(Beginning of EXTRACTED INFORMATION)
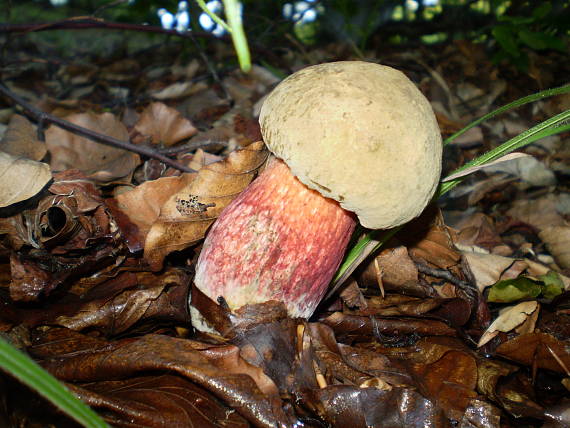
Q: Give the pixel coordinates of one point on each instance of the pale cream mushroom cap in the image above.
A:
(360, 133)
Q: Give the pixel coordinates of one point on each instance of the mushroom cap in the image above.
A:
(360, 133)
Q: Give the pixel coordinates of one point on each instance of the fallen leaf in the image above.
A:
(540, 349)
(160, 124)
(141, 205)
(508, 319)
(100, 162)
(21, 178)
(219, 369)
(557, 240)
(186, 216)
(158, 401)
(20, 139)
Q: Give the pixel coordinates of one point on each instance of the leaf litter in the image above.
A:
(100, 260)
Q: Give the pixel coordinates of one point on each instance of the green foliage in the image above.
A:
(375, 239)
(512, 290)
(19, 365)
(538, 30)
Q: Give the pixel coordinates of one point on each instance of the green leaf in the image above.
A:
(539, 40)
(511, 290)
(517, 103)
(553, 285)
(235, 22)
(373, 240)
(22, 367)
(541, 11)
(504, 35)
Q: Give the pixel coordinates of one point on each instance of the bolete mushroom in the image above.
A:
(351, 139)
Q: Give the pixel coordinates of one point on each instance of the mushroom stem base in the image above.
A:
(278, 240)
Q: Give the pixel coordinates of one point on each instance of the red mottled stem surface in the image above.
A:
(278, 240)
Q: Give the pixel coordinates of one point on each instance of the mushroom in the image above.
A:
(351, 140)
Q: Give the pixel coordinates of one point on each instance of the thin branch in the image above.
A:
(89, 22)
(45, 118)
(191, 146)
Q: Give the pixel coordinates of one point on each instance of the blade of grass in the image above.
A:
(517, 103)
(233, 16)
(27, 371)
(374, 239)
(212, 15)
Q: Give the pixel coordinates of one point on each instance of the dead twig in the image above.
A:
(44, 118)
(90, 22)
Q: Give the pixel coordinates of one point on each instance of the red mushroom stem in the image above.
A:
(278, 240)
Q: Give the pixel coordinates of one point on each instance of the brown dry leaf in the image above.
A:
(21, 140)
(187, 215)
(160, 124)
(178, 90)
(394, 268)
(478, 230)
(429, 239)
(509, 319)
(100, 162)
(540, 213)
(487, 269)
(116, 305)
(141, 205)
(557, 240)
(450, 381)
(20, 178)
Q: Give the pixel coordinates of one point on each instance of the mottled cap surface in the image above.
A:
(360, 133)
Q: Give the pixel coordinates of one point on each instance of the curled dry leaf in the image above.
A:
(100, 162)
(509, 319)
(540, 349)
(20, 178)
(187, 215)
(20, 139)
(116, 305)
(162, 125)
(557, 240)
(141, 206)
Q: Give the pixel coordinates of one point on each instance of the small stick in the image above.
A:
(44, 118)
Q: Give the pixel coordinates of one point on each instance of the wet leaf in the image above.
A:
(540, 349)
(219, 369)
(158, 401)
(509, 319)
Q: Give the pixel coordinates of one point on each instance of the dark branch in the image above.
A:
(44, 118)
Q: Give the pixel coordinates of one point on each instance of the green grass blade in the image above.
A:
(19, 365)
(212, 15)
(517, 103)
(373, 240)
(233, 16)
(552, 126)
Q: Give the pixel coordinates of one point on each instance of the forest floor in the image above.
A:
(461, 319)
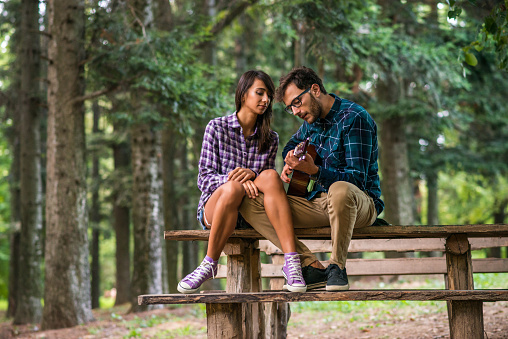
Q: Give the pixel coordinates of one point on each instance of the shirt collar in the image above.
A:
(333, 111)
(234, 123)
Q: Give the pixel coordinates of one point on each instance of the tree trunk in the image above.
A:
(170, 204)
(300, 45)
(67, 279)
(432, 199)
(29, 307)
(95, 215)
(15, 205)
(146, 206)
(394, 162)
(121, 155)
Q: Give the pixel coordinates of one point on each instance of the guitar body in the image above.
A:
(300, 180)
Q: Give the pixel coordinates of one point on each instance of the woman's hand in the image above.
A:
(End of EXTRACTED INFORMATION)
→ EXERCISE DESCRIPTION
Throughout the records above, find the lines in which the word "mushroom" appears and return them.

→ ANSWER TO THE PROBLEM
Q: Give the pixel coordinates of one point on each instance of the pale cream mushroom cap in the image above.
Q: Give the pixel coordinates of one point on each instance of the mushroom cap in the image above.
Q: Give the pixel coordinates of one point on each instance of the bolete mushroom in the image above.
Q: Give the pixel coordinates of one point on each instance of the mushroom stem base in the image above.
Q: Give the pixel coordinates of one point on each instance of the mushroom in the image above.
Q: Give the pixel coordinates of one point on each instance of the red mushroom stem in the image above.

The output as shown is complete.